__What is asked__: Report how many lines in the items below contain the string "cushion", matching case exactly. Give only the number.

__Extracted entries__:
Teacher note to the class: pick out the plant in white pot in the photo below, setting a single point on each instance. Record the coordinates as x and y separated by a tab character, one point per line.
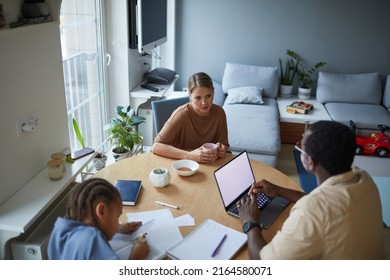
123	133
288	72
306	80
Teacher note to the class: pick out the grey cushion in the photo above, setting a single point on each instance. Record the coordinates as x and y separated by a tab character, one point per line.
254	128
363	115
241	75
245	95
349	88
219	95
386	94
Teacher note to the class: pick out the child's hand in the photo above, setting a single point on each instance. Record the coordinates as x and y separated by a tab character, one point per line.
140	249
129	227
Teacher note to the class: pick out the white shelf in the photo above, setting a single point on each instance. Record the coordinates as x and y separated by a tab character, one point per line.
26	205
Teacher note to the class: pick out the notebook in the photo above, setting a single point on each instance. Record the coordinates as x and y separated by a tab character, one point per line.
234	180
129	190
209	241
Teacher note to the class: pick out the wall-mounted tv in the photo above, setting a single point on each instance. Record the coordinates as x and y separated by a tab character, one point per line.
147	24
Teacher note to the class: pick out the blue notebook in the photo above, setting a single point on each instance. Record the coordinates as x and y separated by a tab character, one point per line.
129	190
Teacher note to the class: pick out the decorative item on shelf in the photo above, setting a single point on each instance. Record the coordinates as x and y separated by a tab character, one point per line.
123	132
159	177
35	11
299	107
306	80
55	169
59	156
99	161
287	73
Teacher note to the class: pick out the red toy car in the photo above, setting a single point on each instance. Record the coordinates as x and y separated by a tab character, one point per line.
376	143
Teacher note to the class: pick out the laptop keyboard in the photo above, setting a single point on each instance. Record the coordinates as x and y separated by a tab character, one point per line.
262	201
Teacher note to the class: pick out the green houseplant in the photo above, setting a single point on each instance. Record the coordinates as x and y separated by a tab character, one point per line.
123	133
306	80
288	72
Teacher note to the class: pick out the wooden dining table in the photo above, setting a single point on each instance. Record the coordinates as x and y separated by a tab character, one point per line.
196	195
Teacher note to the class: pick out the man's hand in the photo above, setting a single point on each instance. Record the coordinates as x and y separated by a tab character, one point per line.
248	209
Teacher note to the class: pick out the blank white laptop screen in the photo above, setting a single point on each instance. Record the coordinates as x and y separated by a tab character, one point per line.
234	178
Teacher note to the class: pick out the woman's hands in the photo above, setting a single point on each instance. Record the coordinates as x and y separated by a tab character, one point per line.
202	155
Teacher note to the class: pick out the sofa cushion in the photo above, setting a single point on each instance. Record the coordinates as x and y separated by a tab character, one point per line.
254	128
349	88
365	116
241	75
386	94
219	95
245	95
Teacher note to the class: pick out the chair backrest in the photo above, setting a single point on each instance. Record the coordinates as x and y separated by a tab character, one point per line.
163	108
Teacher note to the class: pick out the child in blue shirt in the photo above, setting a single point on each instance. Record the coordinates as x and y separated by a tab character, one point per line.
91	221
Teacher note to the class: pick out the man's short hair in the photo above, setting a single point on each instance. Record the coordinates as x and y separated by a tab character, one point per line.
332	144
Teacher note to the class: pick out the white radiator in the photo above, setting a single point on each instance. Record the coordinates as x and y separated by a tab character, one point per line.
32	245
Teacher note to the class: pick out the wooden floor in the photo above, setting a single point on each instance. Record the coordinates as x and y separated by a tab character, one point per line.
286	162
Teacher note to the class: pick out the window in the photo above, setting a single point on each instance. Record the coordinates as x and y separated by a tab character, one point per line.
83	55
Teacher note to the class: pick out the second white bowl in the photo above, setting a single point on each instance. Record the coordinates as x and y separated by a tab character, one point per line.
185	167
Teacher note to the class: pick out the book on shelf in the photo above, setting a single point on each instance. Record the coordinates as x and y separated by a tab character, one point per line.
299	107
129	190
209	241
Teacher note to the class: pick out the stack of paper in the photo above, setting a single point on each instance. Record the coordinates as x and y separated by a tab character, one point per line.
201	244
164	238
162	233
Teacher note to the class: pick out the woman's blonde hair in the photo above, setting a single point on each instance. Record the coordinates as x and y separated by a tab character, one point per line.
200	79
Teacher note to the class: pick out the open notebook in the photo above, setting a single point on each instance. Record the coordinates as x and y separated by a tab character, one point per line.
201	243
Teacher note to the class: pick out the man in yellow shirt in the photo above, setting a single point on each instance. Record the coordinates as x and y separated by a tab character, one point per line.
340	219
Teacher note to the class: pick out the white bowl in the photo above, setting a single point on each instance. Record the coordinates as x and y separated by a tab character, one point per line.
185	163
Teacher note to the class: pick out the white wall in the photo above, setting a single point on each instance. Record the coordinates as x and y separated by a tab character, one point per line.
350	35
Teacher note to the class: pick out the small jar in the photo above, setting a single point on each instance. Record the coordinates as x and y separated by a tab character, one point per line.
61	157
3	20
55	169
159	177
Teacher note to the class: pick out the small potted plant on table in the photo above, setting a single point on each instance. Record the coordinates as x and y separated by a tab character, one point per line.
288	72
123	133
306	80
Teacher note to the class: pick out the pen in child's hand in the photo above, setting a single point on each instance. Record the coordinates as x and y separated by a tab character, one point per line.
141	236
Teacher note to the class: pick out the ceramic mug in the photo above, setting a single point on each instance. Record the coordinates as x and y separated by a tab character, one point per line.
210	146
159	177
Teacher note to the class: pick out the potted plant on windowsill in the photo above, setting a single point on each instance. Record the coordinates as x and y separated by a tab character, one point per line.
123	133
288	72
306	80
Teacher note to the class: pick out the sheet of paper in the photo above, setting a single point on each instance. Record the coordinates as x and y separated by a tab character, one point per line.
162	231
201	243
185	220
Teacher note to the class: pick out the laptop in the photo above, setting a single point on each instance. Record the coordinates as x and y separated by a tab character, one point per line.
234	180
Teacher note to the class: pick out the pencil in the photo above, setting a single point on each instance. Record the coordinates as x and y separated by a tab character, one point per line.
218	246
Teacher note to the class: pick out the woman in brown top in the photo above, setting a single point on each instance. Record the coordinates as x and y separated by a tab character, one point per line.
193	124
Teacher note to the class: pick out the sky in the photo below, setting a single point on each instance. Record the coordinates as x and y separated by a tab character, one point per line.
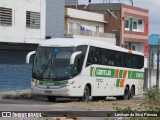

__Finished exercise__: 2